**Work to be completed**
Take the line containing "Query: brick wall" and all lines after it to the end of the records, and output them exactly.

━━━━━ Material for the task ━━━━━

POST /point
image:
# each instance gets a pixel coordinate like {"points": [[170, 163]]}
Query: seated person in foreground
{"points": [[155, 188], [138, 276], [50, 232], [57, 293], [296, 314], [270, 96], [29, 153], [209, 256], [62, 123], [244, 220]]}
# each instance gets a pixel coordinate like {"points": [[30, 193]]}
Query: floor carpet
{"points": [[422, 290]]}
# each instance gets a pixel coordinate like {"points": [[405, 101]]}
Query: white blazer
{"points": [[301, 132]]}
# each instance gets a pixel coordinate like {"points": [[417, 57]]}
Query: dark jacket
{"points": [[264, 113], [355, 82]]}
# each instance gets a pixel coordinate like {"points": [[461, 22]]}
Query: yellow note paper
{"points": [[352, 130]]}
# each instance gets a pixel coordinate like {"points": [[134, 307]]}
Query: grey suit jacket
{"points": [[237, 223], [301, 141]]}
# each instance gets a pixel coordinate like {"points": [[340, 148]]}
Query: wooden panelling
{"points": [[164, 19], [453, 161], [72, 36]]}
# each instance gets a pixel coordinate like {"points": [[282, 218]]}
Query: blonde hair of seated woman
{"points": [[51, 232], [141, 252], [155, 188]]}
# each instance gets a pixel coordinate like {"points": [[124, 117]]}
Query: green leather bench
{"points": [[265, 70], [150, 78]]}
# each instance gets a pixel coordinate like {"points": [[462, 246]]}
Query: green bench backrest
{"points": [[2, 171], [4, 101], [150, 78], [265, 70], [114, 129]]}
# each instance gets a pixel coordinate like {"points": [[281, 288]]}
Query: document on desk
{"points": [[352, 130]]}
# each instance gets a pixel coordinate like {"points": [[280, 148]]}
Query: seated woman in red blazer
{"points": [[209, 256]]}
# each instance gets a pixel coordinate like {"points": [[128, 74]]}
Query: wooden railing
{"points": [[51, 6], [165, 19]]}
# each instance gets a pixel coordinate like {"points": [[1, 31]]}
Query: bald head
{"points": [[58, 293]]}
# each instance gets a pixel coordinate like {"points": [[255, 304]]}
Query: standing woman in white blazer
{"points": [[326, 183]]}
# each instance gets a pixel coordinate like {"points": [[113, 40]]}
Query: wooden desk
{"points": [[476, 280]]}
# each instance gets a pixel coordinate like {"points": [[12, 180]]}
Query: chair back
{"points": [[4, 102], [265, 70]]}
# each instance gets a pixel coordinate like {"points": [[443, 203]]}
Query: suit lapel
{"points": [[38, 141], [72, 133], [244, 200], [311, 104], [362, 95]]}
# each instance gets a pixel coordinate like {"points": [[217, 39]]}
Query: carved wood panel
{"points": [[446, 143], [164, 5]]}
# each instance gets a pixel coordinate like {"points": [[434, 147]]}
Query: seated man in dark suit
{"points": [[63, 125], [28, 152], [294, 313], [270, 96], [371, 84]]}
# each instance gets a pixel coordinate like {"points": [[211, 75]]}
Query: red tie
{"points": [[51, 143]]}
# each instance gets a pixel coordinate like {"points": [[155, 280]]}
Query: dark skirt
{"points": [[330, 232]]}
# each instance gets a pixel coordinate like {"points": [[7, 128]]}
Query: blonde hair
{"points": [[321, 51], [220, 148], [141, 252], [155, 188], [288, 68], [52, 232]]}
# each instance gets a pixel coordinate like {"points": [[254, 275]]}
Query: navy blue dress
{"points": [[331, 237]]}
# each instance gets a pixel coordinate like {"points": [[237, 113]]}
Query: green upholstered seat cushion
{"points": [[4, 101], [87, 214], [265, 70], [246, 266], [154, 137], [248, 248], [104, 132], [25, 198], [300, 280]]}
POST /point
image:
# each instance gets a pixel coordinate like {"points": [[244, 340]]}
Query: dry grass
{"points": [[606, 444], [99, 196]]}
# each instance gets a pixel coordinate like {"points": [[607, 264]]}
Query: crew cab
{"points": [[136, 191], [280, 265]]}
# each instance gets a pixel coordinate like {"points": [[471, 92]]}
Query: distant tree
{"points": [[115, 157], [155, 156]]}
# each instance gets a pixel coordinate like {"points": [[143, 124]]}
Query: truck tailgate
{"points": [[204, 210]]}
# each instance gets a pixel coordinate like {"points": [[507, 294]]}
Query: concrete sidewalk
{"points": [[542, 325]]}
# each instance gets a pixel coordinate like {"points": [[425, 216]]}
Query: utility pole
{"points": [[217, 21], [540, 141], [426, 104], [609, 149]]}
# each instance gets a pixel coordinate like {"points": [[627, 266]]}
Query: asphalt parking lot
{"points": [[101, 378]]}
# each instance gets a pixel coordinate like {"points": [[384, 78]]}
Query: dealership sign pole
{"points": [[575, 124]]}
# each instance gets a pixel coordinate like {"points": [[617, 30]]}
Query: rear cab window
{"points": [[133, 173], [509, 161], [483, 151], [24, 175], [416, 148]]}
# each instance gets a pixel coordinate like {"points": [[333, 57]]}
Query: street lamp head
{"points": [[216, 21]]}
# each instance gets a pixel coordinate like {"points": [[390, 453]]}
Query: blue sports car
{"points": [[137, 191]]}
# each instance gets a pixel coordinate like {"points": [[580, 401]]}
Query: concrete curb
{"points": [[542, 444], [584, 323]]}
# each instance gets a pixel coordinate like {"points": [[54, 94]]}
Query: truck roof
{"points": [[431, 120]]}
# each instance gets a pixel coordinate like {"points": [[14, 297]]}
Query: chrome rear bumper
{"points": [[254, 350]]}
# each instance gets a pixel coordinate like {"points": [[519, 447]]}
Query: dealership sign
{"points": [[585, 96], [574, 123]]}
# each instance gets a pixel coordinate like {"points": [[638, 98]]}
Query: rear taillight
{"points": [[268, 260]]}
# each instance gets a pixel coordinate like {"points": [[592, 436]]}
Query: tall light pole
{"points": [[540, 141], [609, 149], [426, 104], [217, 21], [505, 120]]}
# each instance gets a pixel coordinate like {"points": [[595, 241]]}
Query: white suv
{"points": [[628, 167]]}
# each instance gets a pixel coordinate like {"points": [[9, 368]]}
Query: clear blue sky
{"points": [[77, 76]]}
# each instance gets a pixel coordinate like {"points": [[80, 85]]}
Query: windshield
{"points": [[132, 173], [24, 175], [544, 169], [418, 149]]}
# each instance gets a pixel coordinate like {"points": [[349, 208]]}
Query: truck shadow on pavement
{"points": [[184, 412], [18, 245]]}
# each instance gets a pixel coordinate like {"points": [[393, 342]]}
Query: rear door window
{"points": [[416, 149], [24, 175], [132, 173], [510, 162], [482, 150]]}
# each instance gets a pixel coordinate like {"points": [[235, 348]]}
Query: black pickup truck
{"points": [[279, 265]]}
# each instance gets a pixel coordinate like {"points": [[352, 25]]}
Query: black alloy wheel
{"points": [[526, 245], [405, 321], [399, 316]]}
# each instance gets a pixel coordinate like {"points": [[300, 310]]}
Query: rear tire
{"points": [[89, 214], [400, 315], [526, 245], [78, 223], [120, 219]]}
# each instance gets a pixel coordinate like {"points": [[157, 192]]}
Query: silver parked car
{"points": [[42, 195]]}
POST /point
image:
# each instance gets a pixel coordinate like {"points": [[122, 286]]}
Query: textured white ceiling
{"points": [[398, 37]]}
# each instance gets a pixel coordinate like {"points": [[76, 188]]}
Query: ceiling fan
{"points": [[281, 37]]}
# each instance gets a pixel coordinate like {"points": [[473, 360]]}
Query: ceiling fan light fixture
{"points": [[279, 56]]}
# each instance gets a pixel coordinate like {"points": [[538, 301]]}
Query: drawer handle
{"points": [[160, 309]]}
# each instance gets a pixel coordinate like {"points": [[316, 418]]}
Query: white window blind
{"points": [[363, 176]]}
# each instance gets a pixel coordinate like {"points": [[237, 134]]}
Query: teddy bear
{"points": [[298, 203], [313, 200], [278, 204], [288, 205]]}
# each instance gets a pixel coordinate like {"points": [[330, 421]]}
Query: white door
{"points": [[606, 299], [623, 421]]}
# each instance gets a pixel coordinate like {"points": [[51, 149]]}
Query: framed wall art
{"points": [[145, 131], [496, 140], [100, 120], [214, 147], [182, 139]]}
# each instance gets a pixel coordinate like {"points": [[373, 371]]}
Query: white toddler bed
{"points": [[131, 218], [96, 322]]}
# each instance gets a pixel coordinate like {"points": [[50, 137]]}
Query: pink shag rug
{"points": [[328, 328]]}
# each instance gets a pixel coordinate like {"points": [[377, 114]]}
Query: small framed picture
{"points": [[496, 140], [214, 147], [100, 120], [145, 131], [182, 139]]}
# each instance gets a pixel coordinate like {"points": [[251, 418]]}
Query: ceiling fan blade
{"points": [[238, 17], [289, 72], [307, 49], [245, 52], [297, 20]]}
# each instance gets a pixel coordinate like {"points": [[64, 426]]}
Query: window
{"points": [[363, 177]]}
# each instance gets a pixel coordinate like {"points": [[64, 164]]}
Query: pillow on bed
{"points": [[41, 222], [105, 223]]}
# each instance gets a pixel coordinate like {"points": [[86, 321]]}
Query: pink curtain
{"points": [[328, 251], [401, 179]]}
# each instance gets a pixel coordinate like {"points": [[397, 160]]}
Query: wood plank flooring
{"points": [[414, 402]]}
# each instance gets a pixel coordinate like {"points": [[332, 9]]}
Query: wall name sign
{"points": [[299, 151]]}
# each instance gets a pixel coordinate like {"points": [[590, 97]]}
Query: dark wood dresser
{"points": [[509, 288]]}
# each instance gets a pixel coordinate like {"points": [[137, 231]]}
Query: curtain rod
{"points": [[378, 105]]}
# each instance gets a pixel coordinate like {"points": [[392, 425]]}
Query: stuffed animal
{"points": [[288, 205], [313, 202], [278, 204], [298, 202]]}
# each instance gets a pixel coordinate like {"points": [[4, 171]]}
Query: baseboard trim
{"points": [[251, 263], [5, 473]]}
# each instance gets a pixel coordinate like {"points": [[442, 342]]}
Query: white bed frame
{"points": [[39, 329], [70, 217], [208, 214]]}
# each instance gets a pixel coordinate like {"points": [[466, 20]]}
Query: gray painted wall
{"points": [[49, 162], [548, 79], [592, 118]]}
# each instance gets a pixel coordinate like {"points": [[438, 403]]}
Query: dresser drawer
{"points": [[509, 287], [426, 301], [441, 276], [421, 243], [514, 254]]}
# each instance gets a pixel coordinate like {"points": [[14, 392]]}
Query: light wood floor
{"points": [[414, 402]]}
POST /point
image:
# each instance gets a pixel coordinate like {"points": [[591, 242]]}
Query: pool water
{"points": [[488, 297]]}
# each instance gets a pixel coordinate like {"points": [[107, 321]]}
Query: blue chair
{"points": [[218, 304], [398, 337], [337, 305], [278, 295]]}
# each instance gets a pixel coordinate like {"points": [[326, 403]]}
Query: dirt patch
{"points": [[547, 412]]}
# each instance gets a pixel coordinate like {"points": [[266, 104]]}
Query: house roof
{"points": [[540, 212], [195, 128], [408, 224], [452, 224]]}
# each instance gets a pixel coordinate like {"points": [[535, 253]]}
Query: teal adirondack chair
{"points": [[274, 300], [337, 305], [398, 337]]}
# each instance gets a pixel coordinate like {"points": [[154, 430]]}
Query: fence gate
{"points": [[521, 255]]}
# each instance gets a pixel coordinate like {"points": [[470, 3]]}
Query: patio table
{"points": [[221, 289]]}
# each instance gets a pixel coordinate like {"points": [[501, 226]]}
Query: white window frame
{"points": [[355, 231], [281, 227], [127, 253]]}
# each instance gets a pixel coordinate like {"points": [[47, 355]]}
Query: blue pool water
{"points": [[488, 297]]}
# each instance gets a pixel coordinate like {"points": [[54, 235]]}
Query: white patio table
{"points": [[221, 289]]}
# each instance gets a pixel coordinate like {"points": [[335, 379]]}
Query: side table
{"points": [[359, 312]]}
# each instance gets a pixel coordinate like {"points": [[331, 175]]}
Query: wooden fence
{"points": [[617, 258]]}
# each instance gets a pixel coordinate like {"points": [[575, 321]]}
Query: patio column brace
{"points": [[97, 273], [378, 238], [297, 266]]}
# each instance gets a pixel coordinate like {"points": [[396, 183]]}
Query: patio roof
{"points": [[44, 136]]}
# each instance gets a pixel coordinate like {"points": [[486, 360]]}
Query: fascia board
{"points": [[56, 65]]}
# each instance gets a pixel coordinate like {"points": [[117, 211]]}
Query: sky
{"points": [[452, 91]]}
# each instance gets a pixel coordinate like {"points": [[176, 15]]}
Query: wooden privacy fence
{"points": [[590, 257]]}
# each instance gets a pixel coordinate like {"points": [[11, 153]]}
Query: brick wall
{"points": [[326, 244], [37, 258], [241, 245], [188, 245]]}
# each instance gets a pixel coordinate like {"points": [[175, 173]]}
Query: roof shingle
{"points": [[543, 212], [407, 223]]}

━━━━━

**Response to this task**
Query: brick wall
{"points": [[326, 244], [37, 258], [241, 245], [188, 245]]}
# each instance gets a pixel coordinate like {"points": [[175, 173]]}
Query: roof shingle
{"points": [[543, 212], [407, 223]]}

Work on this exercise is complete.